(Records of labeled boxes)
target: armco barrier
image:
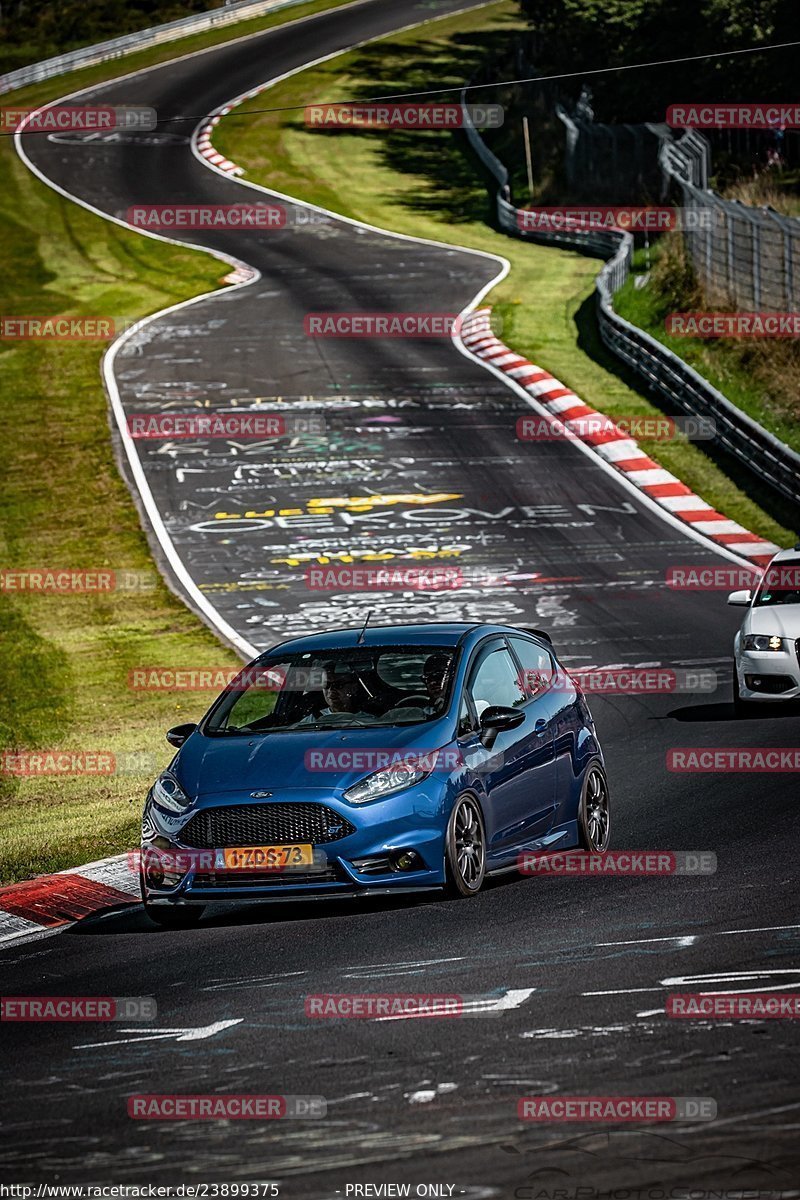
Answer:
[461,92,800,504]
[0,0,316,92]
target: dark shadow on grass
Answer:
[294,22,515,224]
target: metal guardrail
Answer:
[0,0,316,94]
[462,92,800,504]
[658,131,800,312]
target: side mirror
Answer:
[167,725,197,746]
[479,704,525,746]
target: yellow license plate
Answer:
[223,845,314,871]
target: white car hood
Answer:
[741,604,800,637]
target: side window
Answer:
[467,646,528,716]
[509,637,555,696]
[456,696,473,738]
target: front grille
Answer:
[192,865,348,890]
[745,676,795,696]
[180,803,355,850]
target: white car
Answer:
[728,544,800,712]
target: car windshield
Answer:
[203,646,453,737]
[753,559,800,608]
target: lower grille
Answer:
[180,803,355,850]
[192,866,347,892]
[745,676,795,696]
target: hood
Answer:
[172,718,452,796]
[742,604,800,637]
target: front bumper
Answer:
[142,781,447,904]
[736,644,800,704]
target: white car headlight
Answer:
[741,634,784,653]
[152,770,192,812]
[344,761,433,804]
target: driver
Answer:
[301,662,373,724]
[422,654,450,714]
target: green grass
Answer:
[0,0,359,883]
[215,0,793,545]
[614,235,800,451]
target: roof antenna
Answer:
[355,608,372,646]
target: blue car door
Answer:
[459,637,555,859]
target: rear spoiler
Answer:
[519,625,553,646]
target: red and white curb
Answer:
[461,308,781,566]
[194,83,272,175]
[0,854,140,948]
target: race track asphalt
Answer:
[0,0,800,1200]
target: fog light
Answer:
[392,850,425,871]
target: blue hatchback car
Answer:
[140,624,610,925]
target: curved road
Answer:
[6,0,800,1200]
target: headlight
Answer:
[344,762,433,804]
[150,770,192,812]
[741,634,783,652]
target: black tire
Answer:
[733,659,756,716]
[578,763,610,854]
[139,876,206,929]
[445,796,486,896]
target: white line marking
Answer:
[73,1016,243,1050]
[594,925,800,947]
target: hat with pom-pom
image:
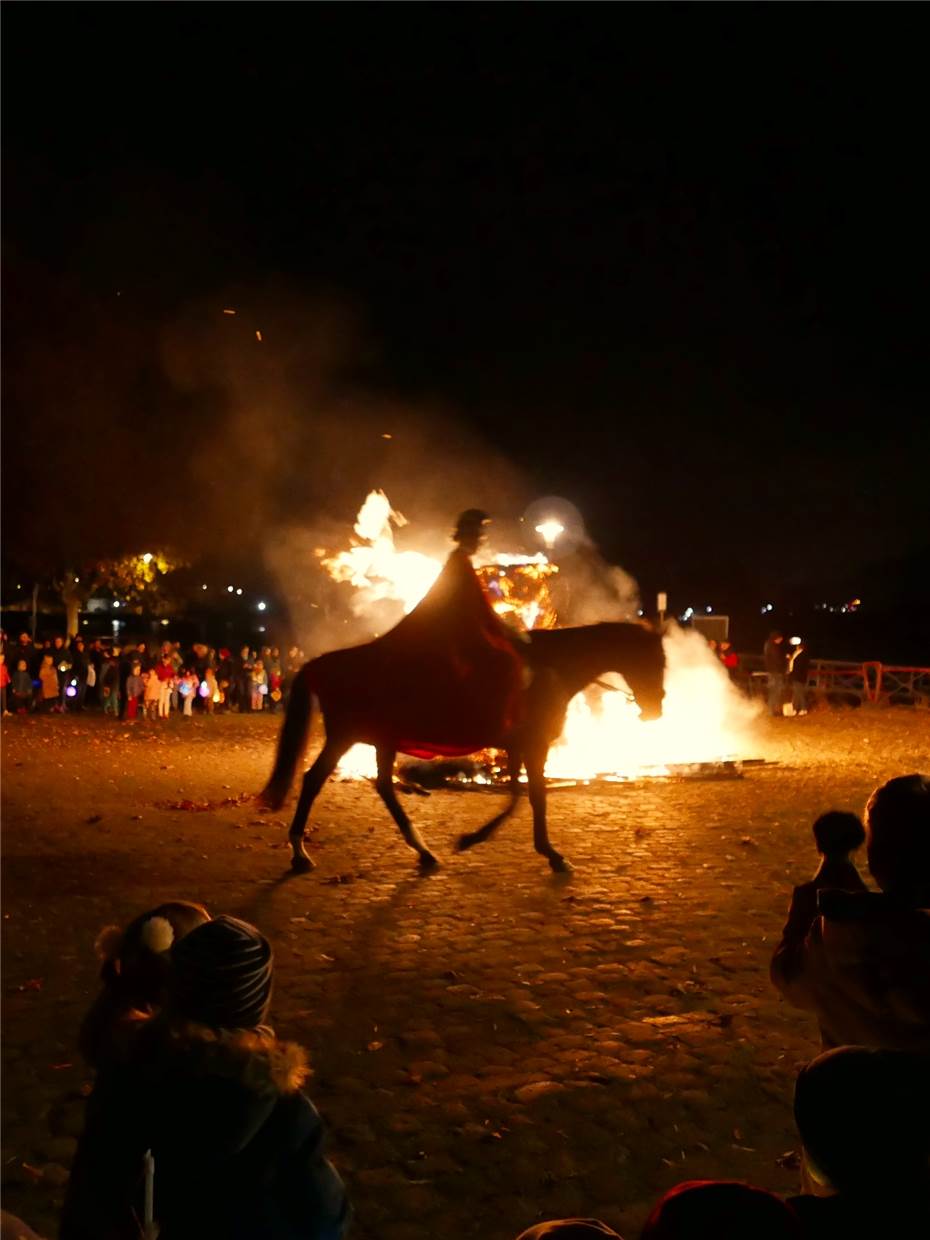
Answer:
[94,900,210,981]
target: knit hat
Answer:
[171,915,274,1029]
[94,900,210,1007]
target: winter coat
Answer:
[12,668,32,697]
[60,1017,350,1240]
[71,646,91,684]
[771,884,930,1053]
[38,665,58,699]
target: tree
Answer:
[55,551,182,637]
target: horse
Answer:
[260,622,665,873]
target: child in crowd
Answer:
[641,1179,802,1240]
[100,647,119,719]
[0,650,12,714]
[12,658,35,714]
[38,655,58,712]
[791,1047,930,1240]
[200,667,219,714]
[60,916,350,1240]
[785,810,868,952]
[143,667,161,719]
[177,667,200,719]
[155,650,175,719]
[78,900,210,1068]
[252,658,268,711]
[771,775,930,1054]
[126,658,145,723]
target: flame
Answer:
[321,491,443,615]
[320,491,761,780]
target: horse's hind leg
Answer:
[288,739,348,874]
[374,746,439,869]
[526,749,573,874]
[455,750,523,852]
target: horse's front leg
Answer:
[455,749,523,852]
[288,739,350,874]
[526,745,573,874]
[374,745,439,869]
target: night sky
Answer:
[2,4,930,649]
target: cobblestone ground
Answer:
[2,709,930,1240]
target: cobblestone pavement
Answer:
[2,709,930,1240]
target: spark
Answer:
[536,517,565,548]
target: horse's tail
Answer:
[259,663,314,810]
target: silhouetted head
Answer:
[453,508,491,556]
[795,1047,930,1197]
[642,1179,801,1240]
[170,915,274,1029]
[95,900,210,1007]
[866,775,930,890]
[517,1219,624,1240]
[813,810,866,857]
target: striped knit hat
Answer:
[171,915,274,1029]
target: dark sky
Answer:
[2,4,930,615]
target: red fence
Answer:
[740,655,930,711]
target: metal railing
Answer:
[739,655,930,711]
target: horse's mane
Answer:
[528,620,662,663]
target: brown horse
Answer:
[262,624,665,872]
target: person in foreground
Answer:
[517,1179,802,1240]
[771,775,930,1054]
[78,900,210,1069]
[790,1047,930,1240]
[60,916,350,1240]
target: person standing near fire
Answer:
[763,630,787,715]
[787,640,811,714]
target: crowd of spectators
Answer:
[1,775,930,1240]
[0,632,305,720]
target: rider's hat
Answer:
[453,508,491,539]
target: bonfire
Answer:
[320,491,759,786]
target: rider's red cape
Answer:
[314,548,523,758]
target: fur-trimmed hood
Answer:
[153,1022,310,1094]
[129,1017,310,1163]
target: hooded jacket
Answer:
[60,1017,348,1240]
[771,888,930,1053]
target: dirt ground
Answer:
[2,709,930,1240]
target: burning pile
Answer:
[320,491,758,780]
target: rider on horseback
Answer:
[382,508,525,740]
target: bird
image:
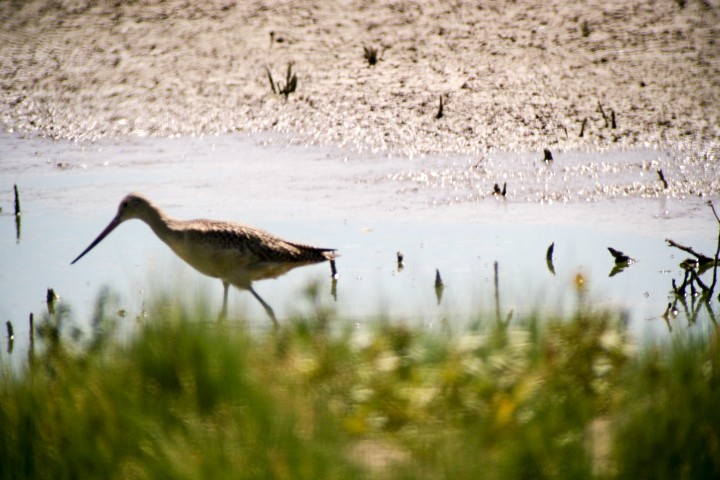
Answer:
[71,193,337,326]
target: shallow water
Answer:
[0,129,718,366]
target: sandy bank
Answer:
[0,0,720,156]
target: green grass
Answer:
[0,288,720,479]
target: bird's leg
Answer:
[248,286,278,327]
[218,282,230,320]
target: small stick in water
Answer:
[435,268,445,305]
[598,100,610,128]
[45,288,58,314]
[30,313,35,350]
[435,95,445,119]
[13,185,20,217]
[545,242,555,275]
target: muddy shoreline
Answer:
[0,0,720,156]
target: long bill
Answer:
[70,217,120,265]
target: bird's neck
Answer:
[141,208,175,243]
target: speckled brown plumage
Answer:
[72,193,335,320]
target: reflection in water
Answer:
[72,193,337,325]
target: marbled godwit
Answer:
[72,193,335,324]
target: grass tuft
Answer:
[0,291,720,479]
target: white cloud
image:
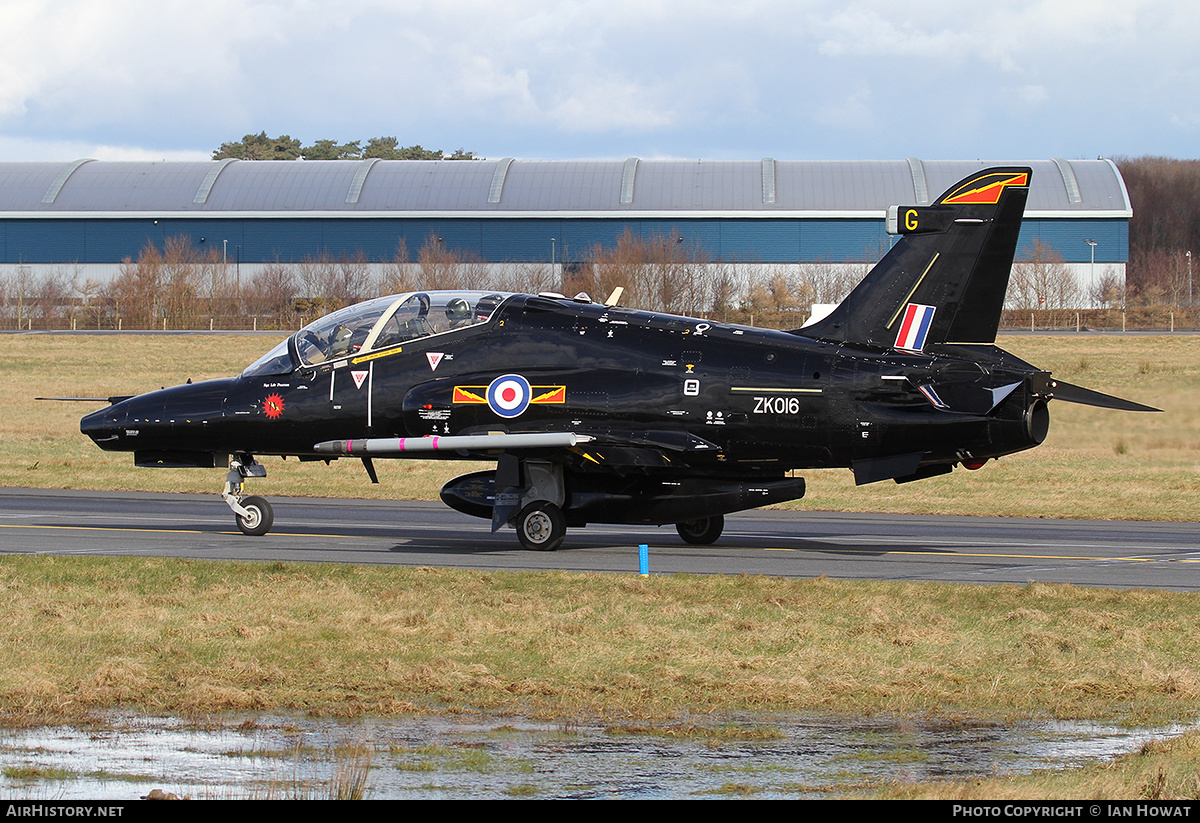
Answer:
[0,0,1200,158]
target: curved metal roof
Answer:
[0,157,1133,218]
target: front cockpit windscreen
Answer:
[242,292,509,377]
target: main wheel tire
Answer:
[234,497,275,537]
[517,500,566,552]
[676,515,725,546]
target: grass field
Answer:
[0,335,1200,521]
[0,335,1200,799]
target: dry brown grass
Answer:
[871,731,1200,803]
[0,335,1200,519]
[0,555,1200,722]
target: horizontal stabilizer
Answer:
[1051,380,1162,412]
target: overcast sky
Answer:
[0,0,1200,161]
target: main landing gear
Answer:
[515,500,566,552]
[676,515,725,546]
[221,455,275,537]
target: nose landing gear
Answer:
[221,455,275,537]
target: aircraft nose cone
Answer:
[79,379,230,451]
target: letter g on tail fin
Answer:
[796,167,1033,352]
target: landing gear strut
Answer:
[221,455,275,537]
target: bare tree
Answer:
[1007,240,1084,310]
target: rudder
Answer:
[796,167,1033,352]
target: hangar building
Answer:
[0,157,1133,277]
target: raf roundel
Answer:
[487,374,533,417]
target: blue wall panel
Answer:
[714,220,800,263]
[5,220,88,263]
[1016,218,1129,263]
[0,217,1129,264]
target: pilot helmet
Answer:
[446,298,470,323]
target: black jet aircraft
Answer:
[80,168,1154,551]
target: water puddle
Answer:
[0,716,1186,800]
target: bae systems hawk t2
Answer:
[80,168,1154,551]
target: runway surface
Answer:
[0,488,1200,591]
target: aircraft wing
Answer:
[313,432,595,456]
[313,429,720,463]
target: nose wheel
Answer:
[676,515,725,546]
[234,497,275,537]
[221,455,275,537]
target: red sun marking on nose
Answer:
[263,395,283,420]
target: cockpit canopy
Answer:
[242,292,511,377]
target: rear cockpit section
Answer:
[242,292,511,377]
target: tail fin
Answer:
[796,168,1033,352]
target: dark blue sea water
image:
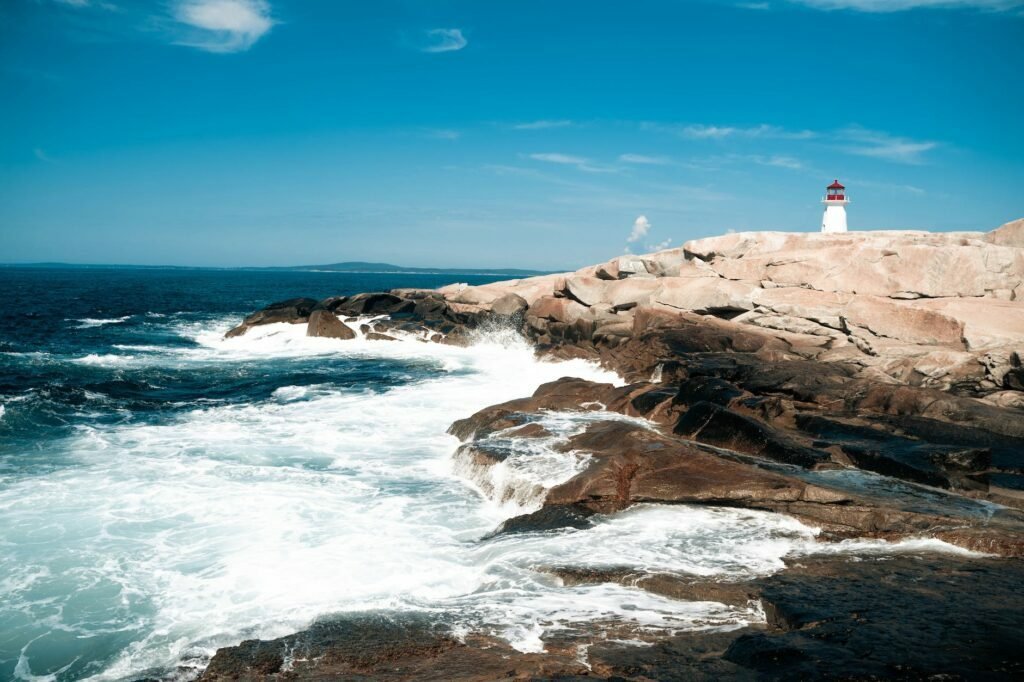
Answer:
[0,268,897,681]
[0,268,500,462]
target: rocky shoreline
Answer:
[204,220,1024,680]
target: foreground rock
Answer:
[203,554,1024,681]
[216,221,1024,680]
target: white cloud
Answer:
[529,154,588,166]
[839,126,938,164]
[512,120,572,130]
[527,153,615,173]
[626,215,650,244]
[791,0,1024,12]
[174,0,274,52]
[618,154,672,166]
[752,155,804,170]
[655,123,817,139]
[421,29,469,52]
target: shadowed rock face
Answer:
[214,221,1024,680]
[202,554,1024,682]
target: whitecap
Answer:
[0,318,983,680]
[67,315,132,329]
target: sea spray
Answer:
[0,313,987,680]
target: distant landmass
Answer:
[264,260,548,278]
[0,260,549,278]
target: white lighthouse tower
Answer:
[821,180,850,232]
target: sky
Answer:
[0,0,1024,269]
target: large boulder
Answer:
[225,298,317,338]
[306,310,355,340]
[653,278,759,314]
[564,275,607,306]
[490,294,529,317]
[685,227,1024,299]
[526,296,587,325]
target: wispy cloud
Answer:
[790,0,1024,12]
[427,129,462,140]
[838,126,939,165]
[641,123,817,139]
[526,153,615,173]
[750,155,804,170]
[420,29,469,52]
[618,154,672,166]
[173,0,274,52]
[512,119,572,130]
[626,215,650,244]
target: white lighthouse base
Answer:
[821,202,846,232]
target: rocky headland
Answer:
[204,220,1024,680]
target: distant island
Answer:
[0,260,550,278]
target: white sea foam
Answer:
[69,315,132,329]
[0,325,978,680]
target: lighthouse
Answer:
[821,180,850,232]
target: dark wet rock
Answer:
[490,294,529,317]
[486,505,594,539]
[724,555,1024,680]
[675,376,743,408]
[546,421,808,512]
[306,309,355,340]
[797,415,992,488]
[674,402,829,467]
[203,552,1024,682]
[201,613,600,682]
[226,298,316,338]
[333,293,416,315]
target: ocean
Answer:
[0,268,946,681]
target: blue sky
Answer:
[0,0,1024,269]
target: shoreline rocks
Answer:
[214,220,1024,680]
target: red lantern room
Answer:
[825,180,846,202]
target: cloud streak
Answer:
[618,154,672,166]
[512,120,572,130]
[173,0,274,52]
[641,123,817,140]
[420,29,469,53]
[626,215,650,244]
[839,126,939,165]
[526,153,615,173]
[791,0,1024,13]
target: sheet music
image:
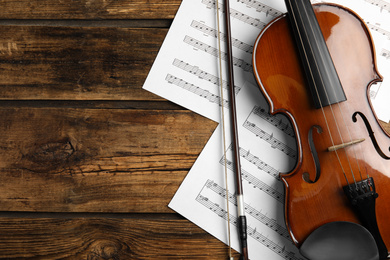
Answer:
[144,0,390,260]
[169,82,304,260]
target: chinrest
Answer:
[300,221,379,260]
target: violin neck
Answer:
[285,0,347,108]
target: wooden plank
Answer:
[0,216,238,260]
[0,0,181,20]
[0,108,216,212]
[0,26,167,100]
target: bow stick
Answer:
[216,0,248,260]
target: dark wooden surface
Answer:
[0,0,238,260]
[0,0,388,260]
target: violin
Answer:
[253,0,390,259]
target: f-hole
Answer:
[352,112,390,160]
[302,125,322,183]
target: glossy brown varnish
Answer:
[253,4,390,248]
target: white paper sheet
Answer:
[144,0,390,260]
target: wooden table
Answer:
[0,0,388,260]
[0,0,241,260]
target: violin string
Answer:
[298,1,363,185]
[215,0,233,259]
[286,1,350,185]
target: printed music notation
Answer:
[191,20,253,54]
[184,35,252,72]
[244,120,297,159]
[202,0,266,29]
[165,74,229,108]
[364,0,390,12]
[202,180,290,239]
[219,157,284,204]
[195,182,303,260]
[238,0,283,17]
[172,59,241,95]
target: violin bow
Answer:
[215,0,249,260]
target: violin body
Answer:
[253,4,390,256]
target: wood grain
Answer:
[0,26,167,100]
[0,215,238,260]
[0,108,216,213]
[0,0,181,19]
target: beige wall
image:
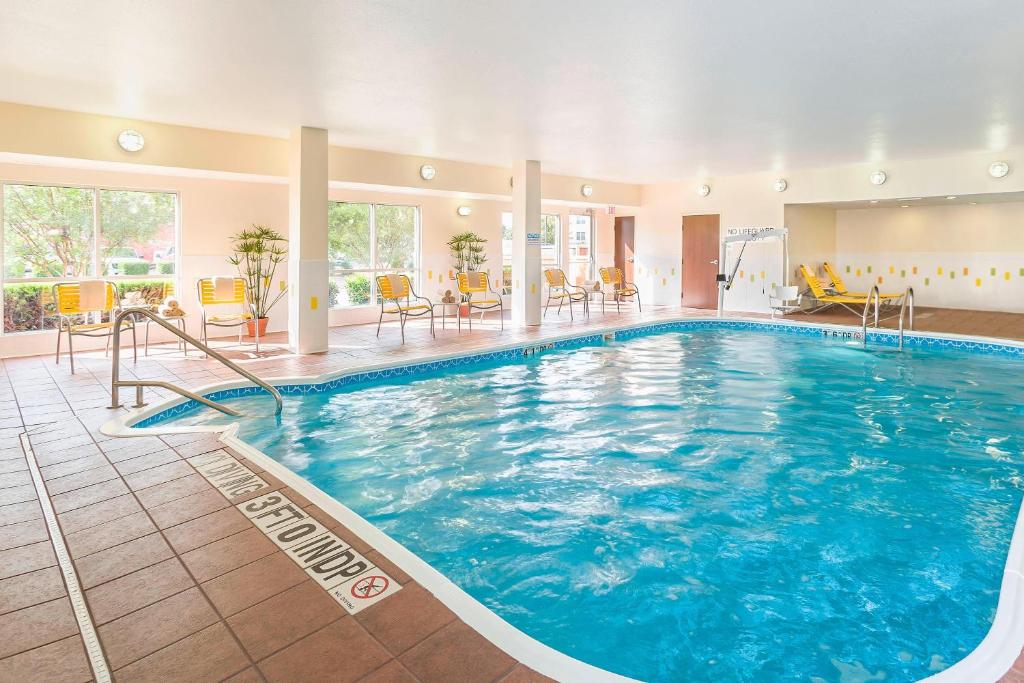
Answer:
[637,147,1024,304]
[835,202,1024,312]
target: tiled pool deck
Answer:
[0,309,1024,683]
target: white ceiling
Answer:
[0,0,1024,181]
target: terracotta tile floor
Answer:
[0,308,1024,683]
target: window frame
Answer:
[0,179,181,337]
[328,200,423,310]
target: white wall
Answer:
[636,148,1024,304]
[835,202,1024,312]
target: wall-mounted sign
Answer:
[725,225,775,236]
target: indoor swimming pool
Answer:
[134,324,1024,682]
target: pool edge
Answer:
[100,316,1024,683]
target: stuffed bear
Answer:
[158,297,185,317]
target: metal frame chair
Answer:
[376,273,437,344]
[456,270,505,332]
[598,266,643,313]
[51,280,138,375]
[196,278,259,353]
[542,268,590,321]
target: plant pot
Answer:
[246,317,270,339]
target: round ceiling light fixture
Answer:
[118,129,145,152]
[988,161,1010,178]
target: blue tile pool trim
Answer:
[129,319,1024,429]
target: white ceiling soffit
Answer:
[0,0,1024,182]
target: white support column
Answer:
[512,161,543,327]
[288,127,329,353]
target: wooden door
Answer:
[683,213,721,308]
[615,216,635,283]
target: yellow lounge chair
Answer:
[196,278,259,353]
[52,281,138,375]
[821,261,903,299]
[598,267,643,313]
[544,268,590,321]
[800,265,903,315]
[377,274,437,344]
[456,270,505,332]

# Task objective:
Reproduce the data from the line with "target: violin body" to the line with "[129,319,1024,429]", swapping "stuffed bear" for "plush toy" and leaving everything else unchanged. Omit the pictures.

# Result below:
target: violin body
Answer:
[253,4,390,256]
target: wood grain
Answer:
[0,26,167,100]
[0,215,238,260]
[0,108,216,213]
[0,0,181,19]
target: beige wall
image:
Answer:
[637,147,1024,304]
[835,202,1024,312]
target: tiled pool deck
Answer:
[0,309,1024,683]
target: white ceiling
Answer:
[0,0,1024,181]
target: terracotta tile floor
Answer:
[0,308,1024,683]
target: window frame
Answer:
[0,179,181,337]
[328,200,423,310]
target: white wall
Answer:
[636,148,1024,304]
[835,202,1024,312]
target: wall-mounted sign
Answer:
[725,225,775,236]
target: indoor swimming pool
Answer:
[134,324,1024,682]
target: pool edge
Answer:
[100,316,1024,683]
target: plush toy
Answer:
[158,297,185,317]
target: metal frame chair
Answer:
[376,273,437,344]
[456,270,505,332]
[598,266,643,313]
[51,280,138,375]
[196,278,259,353]
[542,268,590,321]
target: plant pot
Answer:
[246,317,270,339]
target: round ceiling light fixture
Answer:
[118,129,145,152]
[988,161,1010,178]
target: blue tile pool trim
Answer:
[129,319,1024,429]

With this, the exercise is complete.